- [Problem to work on] Render the records, the stretch from the start through the line containing "(1254, 352)", as a two-column CSV with the columns text and answer. Give one row per record, with each value in a single quoted field and its line breaks replaced by spaces.

- [Records for this task]
>> start

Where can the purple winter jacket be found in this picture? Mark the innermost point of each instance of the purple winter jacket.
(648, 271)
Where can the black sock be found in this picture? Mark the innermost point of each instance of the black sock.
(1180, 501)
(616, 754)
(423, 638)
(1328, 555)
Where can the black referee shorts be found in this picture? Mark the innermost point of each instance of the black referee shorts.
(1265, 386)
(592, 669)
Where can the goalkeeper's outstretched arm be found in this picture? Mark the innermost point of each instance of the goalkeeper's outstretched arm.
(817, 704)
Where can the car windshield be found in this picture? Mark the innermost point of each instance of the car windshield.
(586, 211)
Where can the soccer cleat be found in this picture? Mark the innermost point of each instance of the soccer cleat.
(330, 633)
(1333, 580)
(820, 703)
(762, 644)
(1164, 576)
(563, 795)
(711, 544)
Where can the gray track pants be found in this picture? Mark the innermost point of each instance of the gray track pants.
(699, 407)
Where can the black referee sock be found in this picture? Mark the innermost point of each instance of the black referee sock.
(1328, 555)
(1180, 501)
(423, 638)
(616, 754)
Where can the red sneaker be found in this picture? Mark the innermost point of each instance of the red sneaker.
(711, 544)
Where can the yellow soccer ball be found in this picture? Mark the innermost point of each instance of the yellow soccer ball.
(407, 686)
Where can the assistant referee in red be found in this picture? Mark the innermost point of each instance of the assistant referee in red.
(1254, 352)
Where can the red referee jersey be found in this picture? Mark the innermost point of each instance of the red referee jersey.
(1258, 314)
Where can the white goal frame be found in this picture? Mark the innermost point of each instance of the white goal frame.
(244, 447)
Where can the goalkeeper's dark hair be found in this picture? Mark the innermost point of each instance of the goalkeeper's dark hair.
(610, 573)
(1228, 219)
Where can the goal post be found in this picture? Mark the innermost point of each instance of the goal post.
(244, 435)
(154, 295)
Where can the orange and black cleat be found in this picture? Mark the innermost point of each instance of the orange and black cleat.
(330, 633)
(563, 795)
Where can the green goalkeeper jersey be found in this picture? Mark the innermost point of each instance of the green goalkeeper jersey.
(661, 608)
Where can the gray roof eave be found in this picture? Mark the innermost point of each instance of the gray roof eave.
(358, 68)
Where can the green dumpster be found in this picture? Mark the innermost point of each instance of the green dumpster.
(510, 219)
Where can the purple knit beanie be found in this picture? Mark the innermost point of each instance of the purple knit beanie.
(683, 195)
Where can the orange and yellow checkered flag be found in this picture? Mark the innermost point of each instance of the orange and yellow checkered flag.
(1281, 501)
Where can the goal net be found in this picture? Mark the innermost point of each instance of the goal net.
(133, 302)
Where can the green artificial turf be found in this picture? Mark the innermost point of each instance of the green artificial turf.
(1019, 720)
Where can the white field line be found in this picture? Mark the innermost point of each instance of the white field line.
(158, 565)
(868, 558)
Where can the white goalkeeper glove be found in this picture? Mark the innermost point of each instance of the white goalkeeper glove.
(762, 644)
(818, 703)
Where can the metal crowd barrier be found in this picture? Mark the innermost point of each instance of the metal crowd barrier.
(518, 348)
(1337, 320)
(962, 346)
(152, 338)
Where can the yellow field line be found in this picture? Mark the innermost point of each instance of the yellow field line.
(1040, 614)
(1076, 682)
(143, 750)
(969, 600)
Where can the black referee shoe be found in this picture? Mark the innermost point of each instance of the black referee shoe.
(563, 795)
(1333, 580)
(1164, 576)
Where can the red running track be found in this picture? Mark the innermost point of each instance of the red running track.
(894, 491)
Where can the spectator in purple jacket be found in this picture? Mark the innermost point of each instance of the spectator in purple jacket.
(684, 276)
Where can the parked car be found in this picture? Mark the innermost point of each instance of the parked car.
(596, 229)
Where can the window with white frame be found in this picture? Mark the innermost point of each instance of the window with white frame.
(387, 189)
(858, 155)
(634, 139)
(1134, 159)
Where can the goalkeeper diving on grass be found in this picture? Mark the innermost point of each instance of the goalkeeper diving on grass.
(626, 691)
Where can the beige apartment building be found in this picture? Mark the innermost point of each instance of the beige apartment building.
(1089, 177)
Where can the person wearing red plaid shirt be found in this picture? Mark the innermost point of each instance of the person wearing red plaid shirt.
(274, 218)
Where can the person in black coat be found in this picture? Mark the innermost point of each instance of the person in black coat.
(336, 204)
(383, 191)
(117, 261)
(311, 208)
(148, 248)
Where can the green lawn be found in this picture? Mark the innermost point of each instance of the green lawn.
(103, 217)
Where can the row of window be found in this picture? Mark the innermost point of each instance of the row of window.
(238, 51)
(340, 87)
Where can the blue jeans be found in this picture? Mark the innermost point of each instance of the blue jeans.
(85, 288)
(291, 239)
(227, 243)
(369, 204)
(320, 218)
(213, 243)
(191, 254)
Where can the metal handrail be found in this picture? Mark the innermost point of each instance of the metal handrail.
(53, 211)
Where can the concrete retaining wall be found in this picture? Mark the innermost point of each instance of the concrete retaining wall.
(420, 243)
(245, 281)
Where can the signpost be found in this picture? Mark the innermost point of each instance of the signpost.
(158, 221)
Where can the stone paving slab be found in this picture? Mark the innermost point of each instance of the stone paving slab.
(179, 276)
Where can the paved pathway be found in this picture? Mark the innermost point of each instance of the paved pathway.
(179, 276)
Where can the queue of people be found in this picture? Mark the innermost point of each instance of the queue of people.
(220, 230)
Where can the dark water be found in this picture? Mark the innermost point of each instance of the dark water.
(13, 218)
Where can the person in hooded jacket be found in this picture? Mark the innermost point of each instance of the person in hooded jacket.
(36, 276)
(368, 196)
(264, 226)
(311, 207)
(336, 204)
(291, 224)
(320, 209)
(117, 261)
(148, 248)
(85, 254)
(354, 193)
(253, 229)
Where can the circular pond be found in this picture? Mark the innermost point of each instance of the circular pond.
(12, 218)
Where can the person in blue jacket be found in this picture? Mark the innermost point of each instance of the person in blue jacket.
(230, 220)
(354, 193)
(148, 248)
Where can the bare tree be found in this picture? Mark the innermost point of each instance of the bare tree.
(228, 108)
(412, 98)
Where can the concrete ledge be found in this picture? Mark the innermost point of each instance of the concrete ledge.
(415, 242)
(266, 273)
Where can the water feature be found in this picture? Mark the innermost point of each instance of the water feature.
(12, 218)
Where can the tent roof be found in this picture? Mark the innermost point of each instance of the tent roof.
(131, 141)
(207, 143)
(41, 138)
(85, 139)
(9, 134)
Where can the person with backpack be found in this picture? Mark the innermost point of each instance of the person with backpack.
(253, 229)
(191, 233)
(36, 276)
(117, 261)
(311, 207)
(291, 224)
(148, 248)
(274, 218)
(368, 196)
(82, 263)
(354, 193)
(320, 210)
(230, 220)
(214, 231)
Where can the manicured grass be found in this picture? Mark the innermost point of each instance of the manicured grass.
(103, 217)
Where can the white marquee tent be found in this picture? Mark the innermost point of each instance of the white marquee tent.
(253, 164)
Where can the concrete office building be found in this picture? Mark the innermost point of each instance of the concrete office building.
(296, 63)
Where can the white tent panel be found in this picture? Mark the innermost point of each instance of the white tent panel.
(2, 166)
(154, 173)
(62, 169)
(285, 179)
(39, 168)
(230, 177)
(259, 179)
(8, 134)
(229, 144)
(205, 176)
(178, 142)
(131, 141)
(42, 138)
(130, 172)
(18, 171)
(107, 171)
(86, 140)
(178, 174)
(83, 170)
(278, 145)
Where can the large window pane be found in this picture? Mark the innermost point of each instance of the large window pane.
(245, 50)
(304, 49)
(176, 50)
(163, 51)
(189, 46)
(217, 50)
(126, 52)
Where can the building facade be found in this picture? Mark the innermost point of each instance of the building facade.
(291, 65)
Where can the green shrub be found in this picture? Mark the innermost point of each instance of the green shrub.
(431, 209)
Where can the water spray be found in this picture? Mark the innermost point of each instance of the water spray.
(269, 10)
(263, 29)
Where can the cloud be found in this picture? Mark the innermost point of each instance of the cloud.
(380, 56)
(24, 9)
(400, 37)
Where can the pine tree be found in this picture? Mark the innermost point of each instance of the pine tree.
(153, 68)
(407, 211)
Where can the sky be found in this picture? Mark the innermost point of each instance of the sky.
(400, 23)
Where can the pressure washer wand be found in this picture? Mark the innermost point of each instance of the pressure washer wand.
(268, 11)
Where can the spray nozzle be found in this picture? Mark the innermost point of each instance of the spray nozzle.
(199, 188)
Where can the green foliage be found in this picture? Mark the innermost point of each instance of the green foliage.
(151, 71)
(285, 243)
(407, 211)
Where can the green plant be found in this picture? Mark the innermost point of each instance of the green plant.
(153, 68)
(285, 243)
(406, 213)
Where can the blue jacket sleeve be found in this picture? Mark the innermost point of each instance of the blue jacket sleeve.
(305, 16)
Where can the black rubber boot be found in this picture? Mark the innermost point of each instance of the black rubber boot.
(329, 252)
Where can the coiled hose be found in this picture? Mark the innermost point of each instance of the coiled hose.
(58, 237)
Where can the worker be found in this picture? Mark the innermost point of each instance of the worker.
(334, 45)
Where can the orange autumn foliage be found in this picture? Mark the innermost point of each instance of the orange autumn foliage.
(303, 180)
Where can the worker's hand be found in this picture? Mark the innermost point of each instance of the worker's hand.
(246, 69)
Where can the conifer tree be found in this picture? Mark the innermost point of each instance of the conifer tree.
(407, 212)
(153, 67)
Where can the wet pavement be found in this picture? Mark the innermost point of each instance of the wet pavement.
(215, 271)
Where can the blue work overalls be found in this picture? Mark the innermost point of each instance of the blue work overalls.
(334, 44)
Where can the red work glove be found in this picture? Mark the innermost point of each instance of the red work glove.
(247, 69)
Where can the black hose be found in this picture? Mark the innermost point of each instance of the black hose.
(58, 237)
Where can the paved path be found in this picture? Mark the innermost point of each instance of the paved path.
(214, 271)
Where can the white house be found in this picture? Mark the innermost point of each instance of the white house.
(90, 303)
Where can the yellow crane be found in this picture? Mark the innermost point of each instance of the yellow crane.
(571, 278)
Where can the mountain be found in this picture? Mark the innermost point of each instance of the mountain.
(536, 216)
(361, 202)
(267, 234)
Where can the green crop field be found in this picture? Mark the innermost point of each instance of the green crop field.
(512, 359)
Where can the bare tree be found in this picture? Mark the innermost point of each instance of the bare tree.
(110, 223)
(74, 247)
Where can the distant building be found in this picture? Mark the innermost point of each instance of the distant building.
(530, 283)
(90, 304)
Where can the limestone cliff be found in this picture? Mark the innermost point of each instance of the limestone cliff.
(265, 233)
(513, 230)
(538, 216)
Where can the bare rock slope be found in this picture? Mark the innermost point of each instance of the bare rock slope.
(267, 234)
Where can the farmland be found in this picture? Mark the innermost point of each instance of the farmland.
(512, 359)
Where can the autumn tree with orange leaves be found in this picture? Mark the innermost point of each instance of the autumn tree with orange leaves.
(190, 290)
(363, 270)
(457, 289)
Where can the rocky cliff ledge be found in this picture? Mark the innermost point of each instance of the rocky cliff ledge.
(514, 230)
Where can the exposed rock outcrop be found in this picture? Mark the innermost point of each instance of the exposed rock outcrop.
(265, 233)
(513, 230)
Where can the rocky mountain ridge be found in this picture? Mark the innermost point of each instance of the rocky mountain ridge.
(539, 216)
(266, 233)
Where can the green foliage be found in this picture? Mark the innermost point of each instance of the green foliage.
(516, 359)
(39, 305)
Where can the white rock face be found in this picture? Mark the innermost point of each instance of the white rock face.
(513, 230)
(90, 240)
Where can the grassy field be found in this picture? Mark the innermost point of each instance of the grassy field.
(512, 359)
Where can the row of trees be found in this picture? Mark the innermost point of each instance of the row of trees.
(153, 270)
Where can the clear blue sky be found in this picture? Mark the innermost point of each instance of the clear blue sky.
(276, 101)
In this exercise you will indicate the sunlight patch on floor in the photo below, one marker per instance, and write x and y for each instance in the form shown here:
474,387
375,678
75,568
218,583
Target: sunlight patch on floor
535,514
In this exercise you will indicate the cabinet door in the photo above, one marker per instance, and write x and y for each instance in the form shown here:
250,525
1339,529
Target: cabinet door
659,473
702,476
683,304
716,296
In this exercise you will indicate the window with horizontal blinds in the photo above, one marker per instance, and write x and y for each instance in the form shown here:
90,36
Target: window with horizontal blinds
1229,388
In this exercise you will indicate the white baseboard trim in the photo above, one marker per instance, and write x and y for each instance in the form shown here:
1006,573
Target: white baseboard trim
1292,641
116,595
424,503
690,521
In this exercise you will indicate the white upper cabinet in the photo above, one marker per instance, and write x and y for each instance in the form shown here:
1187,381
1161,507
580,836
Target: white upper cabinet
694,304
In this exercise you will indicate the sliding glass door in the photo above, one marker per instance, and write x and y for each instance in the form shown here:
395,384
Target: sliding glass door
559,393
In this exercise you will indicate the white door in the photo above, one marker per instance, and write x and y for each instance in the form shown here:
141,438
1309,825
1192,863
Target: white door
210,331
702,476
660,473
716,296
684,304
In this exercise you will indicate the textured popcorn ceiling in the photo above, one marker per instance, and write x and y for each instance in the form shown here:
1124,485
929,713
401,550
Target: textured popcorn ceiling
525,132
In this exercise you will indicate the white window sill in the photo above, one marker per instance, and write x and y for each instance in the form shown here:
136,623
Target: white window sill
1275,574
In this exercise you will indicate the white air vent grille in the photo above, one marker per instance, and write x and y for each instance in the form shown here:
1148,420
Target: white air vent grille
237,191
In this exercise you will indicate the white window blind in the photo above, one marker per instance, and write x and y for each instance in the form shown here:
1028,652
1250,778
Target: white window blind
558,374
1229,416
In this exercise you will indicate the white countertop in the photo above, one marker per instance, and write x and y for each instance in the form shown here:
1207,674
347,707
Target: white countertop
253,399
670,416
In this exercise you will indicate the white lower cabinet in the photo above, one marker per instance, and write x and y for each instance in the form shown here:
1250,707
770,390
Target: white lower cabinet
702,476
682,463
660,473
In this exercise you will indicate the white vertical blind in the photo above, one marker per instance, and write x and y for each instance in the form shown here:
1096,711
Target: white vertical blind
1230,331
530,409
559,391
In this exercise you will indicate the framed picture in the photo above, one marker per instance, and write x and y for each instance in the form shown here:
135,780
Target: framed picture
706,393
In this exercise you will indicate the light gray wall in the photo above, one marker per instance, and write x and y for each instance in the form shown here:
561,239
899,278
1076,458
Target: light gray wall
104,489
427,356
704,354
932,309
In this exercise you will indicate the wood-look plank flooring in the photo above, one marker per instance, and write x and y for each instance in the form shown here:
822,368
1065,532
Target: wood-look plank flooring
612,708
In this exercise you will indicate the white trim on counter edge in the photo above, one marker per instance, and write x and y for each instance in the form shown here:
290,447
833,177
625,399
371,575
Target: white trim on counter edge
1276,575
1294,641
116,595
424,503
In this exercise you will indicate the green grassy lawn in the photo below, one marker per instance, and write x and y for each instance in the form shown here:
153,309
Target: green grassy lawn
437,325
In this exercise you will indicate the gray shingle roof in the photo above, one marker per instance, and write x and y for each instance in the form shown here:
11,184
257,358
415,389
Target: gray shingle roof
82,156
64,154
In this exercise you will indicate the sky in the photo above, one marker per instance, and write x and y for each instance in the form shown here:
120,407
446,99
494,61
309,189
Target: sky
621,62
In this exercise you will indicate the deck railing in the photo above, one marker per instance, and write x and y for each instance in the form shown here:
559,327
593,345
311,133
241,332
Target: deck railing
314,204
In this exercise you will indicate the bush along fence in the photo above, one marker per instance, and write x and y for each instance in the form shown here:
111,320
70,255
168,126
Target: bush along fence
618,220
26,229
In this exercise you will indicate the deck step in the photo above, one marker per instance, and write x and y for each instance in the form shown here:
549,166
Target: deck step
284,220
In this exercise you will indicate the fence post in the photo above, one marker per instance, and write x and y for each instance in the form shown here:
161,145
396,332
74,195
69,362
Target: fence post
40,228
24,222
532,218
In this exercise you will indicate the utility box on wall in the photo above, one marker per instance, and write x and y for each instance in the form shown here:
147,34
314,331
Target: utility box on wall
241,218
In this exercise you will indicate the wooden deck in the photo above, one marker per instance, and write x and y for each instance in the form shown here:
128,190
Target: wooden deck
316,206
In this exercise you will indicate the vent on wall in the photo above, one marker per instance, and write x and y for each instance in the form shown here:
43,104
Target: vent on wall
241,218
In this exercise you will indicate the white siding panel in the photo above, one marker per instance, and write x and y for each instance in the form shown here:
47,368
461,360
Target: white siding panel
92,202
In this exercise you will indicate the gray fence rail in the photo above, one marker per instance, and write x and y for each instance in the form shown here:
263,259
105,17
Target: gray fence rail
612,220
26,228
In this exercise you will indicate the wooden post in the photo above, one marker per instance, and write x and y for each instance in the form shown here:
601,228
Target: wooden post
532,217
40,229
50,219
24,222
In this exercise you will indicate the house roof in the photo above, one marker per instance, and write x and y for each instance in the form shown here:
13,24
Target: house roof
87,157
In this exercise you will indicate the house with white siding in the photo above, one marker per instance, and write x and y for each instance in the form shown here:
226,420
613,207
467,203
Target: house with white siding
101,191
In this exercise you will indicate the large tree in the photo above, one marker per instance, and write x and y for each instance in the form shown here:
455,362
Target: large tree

>> end

- [Correct response]
text,answer
"Where can the purple winter jacket be found in this picture? Mark the innermost point of each instance of the purple winter jacket.","(648, 271)"
"Where can the black sock be found in this picture? Mark the innermost point of each instance of the black sock.","(1180, 501) (616, 754) (423, 638) (1328, 555)"
"Where can the black referee shorts be found in this picture? Mark the innermost point of each instance of the black referee shorts.","(1265, 386) (592, 669)"
"Where can the goalkeeper's outstretched arm be found in this picture? Mark the innermost point of each instance of the goalkeeper's outstretched arm.","(817, 704)"
"Where can the car windshield be found in this picture? Mark the innermost point of each instance of the car windshield.","(586, 211)"
"Where can the soccer cleat be found in this picture? Mark the innermost point of each instance of the soccer cleat.","(330, 633) (1333, 580) (820, 703) (762, 644) (1164, 576) (563, 795) (711, 544)"
"Where can the gray track pants be found in this picture? Mark the innermost point of each instance of the gray track pants.","(699, 407)"
"Where can the black referee sock be found in this picture? Mark the innermost point of each instance of the black referee sock.","(1328, 555) (1180, 501) (423, 638) (616, 754)"
"Where can the red sneaker be found in this picture? Mark the innermost point of each instance of the red sneaker.","(711, 544)"
"Where can the yellow soccer ball be found in this picture? Mark the innermost point of each instance of the yellow soccer ball.","(407, 686)"
"Where can the assistant referee in red be found in this picture? Mark the innermost point of each instance of the assistant referee in red.","(1254, 352)"